▶ **EXTRAIT SOURCE**

LA TRIBUNE DIMANCHE - Êtes-vous surprise par l'entrée de Rachida Dati dans le gouvernement Attal ?
ANNE HIDALGO - Comme tout le monde, mais peut-être moins que les acteurs du monde de la culture, à qui, du fond du cœur, je souhaite bon courage.
Rachida Dati pourrait être la candidate des macronistes à Paris en 2026. Que pensez-vous de ce « deal » passé avec Emmanuel Macron ?
Au Conseil de Paris, elle a fait entrer l'injure, l'insulte, la provocation permanente, la remise en question de la légitimité des élus où les mensonges et l'outrance tiennent lieu de proposition et de vision. Ce qui est désormais en marche, c'est la trumpisation de la culture et de l'audiovisuel public. Un beau programme pour 2026.
Gabriel Attal Premier ministre, qu'en dites-vous ?

▶ **DONNÉES**

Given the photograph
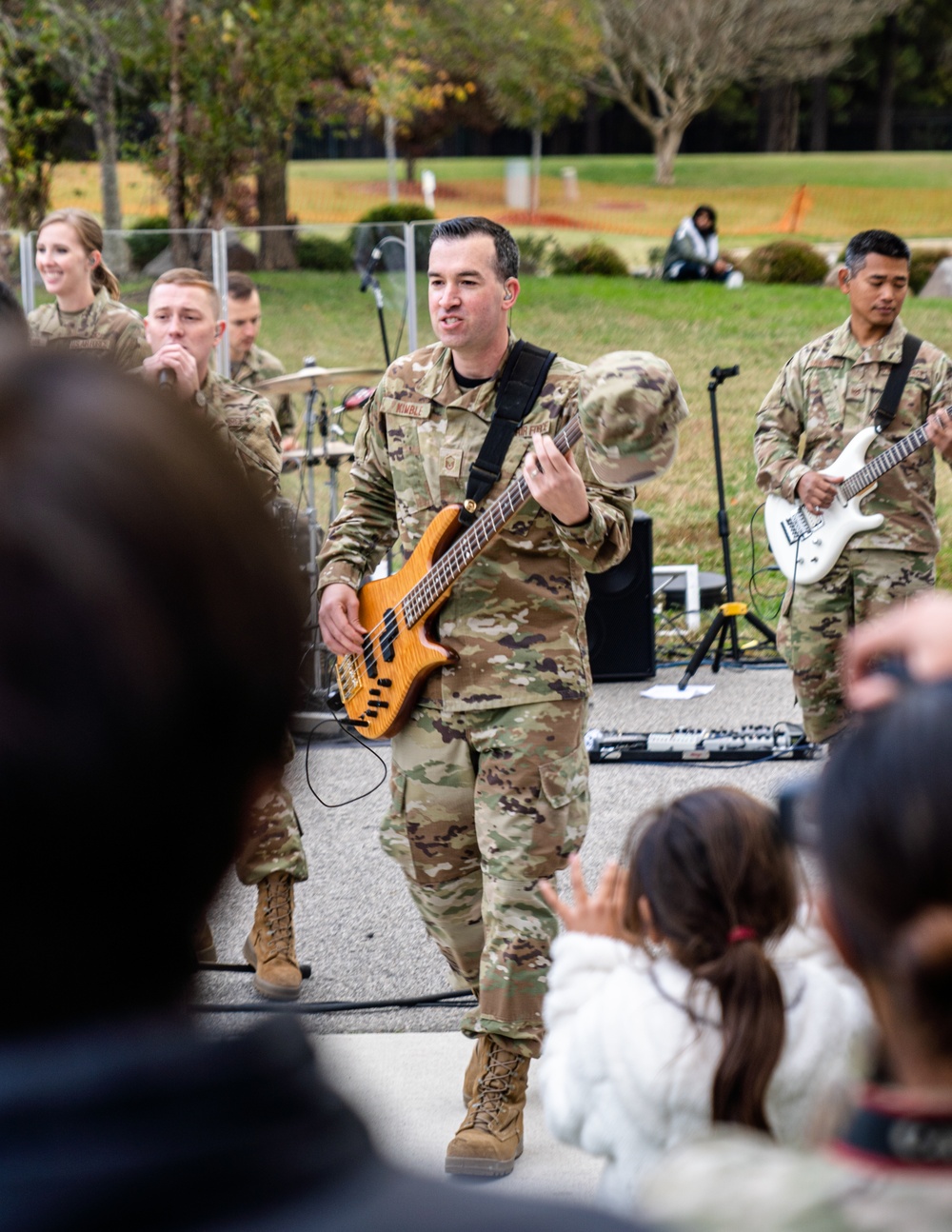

▶ **CONSIGNES**
Répondez à ces questions à l'aide de l'extrait sur l'arrivée de Rachida Dati au gouvernement :
(a) À qui Anne Hidalgo souhaite-t-elle bon courage ?
(b) Pour quelle année Rachida Dati pourrait-elle être la candidate des macronistes à Paris ?
(c) D'après Anne Hidalgo, qu'est-ce qui est désormais en marche ?
Les données n'ont aucun rapport avec l'extrait.

▶ **RÉPONSE ÉCRITE**
(a) Aux acteurs du monde de la culture.
(b) 2026.
(c) La trumpisation de la culture et de l'audiovisuel public.